(Recorded data)
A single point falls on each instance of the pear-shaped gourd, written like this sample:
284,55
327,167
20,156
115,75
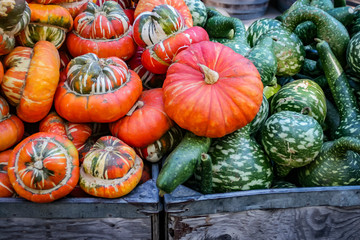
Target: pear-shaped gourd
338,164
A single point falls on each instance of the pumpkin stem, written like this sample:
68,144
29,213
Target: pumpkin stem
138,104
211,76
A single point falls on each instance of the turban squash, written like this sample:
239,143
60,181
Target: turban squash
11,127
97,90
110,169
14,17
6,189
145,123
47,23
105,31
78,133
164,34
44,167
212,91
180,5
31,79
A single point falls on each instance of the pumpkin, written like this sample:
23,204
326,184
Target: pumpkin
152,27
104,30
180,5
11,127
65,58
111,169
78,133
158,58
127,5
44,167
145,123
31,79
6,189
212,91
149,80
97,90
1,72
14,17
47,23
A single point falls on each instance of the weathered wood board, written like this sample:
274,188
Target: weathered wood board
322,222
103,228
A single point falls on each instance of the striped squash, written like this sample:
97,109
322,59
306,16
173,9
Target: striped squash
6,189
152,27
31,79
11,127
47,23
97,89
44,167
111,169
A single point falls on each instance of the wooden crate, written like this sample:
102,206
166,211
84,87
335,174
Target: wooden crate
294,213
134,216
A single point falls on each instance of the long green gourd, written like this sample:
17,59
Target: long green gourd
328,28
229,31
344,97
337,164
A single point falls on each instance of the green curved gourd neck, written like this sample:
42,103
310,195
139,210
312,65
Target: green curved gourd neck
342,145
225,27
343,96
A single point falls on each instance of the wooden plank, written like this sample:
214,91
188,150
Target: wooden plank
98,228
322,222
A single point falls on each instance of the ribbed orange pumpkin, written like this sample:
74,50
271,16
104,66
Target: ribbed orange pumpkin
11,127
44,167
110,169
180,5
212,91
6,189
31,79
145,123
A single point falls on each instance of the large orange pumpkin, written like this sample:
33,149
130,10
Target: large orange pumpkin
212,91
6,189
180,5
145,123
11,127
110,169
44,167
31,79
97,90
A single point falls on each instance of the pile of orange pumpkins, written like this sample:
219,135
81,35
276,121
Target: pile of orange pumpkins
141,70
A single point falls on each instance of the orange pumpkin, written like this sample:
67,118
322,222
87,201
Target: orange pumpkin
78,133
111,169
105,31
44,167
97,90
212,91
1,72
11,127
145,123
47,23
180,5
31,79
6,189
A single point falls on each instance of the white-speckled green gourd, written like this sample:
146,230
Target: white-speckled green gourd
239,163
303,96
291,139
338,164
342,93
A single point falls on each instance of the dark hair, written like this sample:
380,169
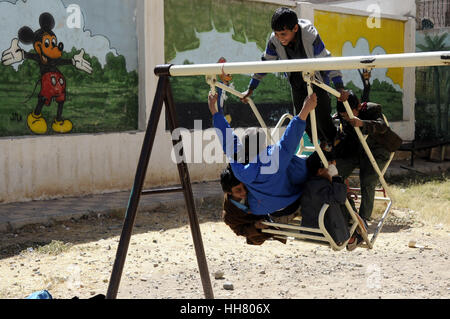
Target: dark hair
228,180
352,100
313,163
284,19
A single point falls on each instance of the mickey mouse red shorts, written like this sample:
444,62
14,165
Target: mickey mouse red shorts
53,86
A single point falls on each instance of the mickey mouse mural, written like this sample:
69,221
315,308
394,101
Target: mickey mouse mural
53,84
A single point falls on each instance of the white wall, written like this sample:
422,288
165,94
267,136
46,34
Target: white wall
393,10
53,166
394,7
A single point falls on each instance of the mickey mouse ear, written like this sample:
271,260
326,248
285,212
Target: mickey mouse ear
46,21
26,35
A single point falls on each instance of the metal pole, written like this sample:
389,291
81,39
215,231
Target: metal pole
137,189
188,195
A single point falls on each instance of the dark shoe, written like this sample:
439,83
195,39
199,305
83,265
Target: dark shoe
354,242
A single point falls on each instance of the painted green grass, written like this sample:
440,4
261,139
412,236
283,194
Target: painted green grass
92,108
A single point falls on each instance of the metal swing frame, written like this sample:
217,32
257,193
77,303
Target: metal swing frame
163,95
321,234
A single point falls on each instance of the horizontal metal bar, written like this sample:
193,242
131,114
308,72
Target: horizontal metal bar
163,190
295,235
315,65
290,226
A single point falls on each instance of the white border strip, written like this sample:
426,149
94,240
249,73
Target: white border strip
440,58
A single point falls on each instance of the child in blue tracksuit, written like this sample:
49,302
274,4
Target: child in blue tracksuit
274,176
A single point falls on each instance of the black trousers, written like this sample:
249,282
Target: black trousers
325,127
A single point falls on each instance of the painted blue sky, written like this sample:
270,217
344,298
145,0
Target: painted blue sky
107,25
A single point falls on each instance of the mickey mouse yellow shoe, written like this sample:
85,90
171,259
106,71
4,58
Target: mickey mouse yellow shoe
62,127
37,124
...
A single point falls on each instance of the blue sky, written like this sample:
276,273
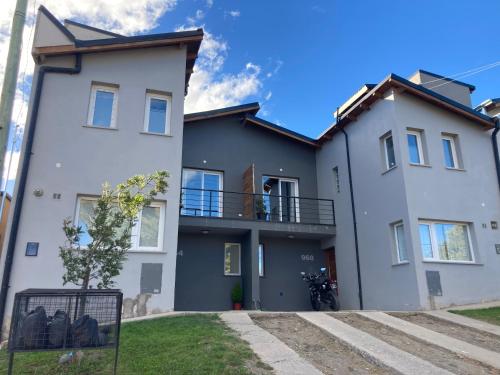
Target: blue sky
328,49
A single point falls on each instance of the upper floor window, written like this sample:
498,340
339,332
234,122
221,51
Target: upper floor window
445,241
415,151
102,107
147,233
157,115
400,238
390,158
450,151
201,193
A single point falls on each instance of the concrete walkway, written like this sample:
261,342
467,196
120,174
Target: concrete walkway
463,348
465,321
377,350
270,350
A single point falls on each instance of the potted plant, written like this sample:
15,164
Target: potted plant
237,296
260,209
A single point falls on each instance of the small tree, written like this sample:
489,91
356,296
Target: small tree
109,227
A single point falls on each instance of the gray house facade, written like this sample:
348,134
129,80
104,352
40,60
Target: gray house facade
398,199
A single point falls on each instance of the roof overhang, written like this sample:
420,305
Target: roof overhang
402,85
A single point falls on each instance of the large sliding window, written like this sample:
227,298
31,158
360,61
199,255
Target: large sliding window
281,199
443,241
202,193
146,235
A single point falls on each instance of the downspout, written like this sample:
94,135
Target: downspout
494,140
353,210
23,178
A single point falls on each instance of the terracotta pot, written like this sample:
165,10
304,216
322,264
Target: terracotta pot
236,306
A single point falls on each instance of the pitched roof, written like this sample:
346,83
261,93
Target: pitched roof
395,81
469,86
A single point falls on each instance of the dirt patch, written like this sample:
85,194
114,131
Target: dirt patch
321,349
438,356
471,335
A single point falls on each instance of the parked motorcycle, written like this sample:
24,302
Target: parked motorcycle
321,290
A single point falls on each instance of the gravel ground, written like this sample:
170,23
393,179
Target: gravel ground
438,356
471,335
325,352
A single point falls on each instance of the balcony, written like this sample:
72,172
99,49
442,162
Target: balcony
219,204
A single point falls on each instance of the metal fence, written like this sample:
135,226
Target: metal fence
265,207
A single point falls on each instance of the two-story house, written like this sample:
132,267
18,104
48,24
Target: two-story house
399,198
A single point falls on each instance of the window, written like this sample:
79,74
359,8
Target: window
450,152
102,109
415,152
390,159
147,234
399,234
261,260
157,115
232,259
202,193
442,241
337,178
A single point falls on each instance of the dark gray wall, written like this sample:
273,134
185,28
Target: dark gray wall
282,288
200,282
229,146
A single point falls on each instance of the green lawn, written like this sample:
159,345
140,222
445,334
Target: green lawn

- _Stated problem_:
Filter the data above down to the lines that contain the string "frame", and copy each of those lines unchanged.

- _Answer_:
A single point falls on each instance of the metal swing frame, written like this sample:
Target: metal swing frame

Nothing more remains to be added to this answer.